Work instruction: Every line holding the string "Target" is to be copied from the entries below.

Source records:
·····

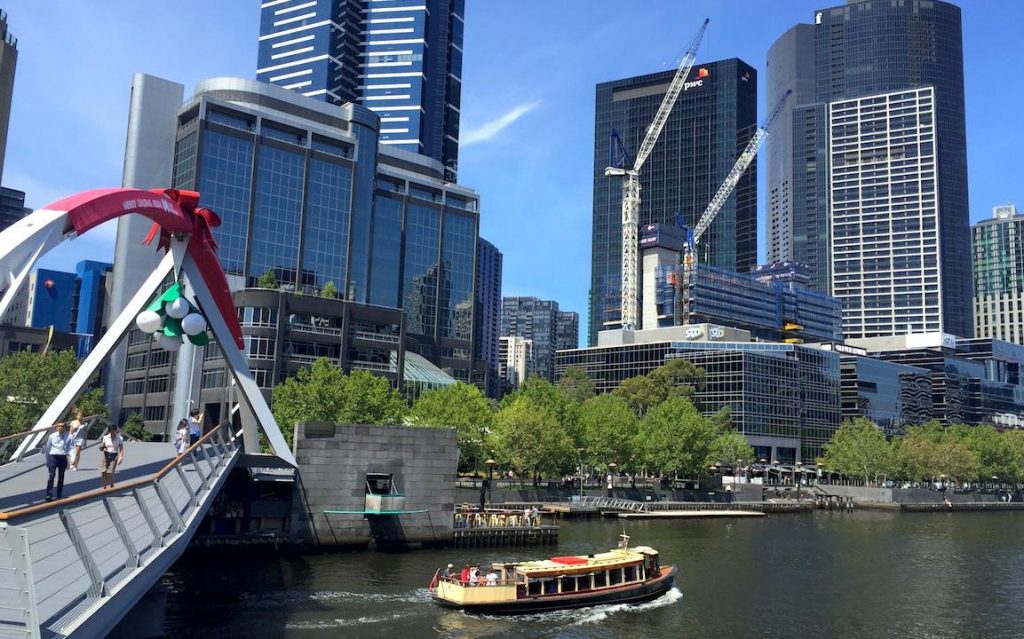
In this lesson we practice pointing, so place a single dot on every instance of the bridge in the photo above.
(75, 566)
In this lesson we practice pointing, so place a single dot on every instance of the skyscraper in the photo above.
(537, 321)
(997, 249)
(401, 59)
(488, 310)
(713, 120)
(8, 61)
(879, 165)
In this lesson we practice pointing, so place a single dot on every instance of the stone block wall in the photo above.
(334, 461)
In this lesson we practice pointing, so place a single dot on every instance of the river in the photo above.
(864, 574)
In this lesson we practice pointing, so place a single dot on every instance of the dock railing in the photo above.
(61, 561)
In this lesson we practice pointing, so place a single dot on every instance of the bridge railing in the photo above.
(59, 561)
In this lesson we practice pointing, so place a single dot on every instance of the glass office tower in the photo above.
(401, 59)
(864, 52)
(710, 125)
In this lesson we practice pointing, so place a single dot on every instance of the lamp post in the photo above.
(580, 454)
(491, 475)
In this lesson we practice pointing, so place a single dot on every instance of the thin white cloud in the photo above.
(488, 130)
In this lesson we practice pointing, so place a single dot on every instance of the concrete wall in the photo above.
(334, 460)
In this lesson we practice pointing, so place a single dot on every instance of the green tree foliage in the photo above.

·····

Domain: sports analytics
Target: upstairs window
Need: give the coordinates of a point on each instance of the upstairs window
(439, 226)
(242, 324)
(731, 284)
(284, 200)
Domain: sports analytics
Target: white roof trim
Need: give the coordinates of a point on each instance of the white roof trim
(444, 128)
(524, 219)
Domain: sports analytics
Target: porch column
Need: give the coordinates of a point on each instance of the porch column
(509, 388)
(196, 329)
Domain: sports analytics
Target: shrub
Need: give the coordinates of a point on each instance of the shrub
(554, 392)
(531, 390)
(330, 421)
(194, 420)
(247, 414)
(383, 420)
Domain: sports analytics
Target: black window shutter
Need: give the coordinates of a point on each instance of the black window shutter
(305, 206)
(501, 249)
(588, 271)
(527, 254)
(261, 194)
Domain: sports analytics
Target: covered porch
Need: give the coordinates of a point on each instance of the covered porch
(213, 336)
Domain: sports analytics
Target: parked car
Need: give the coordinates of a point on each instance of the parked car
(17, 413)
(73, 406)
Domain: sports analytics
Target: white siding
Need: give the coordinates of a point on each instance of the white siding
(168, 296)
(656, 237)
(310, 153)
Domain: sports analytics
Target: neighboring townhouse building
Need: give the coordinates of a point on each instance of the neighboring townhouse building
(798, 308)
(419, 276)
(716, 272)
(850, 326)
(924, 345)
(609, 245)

·····

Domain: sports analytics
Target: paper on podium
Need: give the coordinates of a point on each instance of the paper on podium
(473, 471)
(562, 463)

·····

Result:
Target: upstairs window
Target: white roof trim
Target: porch column
Target: shrub
Target: black window shutter
Target: covered porch
Target: parked car
Target: white siding
Target: neighboring townhouse building
Target: paper on podium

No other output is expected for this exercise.